-- WHAT IS EXPECTED --
Rescale the listing below. Write out every line again, requests included, and multiply each x and y coordinate in the returned points by 0.25, rounding to whole numbers with halves rounded up.
** Start of DATA LISTING **
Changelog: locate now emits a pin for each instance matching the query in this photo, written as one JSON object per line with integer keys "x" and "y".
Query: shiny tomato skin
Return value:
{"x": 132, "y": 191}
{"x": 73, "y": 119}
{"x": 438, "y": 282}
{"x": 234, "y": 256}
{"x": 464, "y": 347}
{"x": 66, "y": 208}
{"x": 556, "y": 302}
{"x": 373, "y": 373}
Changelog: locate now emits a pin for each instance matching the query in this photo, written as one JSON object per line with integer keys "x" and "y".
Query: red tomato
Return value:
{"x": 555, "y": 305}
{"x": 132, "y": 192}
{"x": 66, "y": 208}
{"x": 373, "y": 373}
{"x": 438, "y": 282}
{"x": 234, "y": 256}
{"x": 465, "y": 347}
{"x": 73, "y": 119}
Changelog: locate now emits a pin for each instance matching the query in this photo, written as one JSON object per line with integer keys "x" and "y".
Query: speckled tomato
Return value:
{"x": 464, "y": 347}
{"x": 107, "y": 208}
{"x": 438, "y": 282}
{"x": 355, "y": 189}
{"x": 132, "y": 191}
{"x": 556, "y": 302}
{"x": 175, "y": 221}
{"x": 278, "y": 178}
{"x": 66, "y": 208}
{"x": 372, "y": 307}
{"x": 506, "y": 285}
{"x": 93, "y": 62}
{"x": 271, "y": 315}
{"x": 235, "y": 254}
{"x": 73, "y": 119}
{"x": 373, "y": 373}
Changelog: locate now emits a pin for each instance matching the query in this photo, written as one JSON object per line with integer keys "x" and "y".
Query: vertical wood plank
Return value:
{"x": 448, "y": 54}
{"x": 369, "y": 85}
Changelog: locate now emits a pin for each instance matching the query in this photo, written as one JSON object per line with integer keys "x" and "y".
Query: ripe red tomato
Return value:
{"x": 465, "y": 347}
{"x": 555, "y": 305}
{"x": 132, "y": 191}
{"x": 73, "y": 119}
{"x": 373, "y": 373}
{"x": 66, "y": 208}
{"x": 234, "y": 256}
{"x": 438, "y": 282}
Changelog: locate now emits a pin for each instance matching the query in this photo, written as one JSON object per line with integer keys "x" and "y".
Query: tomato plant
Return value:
** End of DATA LISTING **
-- RESPONSE --
Changelog: locate now emits a pin for each instance matching the query in this photo, written as one JSON object per line with integer keys "x" and "y".
Query: shiny tomato skin
Return value:
{"x": 33, "y": 48}
{"x": 18, "y": 30}
{"x": 110, "y": 71}
{"x": 59, "y": 64}
{"x": 116, "y": 87}
{"x": 17, "y": 52}
{"x": 139, "y": 76}
{"x": 93, "y": 93}
Changelog: locate now emits a pin for each instance matching the query in this photo, written as one JSON object per line with integer keys "x" and "y".
Query: red tomato
Return value:
{"x": 139, "y": 76}
{"x": 33, "y": 48}
{"x": 17, "y": 52}
{"x": 93, "y": 93}
{"x": 110, "y": 71}
{"x": 59, "y": 64}
{"x": 116, "y": 87}
{"x": 18, "y": 30}
Changelog: locate now emits a pin for each instance matching the query in this photo, written as one JSON object per line with integer keys "x" and "y".
Query: speckled tomato
Return value:
{"x": 116, "y": 87}
{"x": 27, "y": 52}
{"x": 110, "y": 71}
{"x": 89, "y": 47}
{"x": 33, "y": 48}
{"x": 139, "y": 76}
{"x": 44, "y": 55}
{"x": 70, "y": 45}
{"x": 17, "y": 52}
{"x": 93, "y": 77}
{"x": 127, "y": 71}
{"x": 23, "y": 16}
{"x": 68, "y": 79}
{"x": 59, "y": 64}
{"x": 18, "y": 30}
{"x": 93, "y": 93}
Changelog: locate now emits a pin for each instance matching the query in this photo, written as one JSON object per line with integer keys "x" and "y".
Query: vertical wood plank
Return value:
{"x": 112, "y": 14}
{"x": 92, "y": 21}
Changelog: locate now emits a pin for each instance matching the query in this photo, written as one JSON object per line with integer keys "x" and "y".
Query: ripe red tomato
Return value:
{"x": 116, "y": 87}
{"x": 139, "y": 76}
{"x": 33, "y": 48}
{"x": 18, "y": 30}
{"x": 93, "y": 93}
{"x": 17, "y": 52}
{"x": 59, "y": 64}
{"x": 110, "y": 71}
Changelog: locate now emits a pin for each instance matching the query in this photo, written as one JSON object per line with integer keys "x" and "y".
Query: tomato plant
Return value:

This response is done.